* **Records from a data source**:
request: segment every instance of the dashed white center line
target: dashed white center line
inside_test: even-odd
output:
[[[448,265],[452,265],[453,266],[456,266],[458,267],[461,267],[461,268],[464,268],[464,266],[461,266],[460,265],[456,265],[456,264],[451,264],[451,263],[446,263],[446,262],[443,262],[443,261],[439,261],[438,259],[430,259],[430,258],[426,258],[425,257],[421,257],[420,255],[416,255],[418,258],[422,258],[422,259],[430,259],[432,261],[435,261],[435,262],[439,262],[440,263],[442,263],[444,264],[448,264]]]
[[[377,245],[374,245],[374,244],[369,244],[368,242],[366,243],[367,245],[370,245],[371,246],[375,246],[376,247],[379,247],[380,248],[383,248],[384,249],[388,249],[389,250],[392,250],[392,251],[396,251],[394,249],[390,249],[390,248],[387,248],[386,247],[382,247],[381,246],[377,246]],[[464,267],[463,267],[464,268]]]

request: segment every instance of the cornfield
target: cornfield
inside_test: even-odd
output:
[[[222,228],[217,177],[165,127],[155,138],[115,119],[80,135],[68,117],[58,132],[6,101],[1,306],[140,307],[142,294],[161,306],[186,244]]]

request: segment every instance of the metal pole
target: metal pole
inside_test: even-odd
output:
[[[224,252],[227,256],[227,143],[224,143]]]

==

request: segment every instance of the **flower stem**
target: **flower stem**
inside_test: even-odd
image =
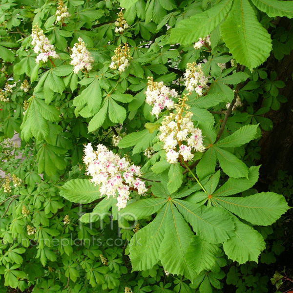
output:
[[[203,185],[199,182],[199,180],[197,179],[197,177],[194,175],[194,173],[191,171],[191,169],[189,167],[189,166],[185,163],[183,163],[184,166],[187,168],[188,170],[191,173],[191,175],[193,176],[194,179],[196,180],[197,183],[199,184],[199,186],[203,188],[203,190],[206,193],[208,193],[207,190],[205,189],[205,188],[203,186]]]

==

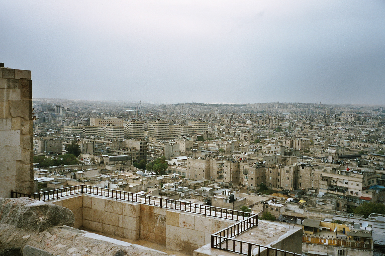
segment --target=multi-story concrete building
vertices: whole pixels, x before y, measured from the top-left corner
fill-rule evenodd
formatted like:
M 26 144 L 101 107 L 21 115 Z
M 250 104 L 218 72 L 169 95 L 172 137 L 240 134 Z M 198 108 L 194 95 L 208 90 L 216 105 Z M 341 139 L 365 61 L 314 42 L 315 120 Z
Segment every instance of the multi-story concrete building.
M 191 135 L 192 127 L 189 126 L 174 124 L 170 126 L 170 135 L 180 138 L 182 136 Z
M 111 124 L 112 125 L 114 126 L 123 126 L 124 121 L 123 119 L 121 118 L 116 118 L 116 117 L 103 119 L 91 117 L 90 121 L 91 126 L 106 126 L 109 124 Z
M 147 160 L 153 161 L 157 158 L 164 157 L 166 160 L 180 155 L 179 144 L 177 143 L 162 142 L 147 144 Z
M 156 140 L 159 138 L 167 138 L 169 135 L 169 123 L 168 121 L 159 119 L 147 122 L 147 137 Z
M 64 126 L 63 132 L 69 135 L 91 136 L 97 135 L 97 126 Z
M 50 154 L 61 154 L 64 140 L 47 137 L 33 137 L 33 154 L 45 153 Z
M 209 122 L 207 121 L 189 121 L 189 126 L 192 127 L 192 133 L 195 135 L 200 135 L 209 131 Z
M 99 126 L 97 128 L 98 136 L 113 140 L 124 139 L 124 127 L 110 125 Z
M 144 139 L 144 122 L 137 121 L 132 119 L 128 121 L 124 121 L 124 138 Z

* **GOAL**: Copy, word for word, the lines between the line holding "request: segment every instance of the cornfield" and the line holding "[[[224,252],[227,256],[227,143],[224,143]]]", inclusive.

* **ANSWER TO THIS TASK**:
request: segment every instance of the cornfield
target: cornfield
inside_test: even-odd
output:
[[[222,228],[217,177],[165,127],[155,138],[115,119],[80,135],[68,117],[58,132],[6,101],[1,306],[140,307],[142,294],[161,306],[186,244]]]

request: segment every instance of the metal pole
target: metal pole
inside_test: even-odd
output:
[[[224,252],[227,256],[227,143],[224,143]]]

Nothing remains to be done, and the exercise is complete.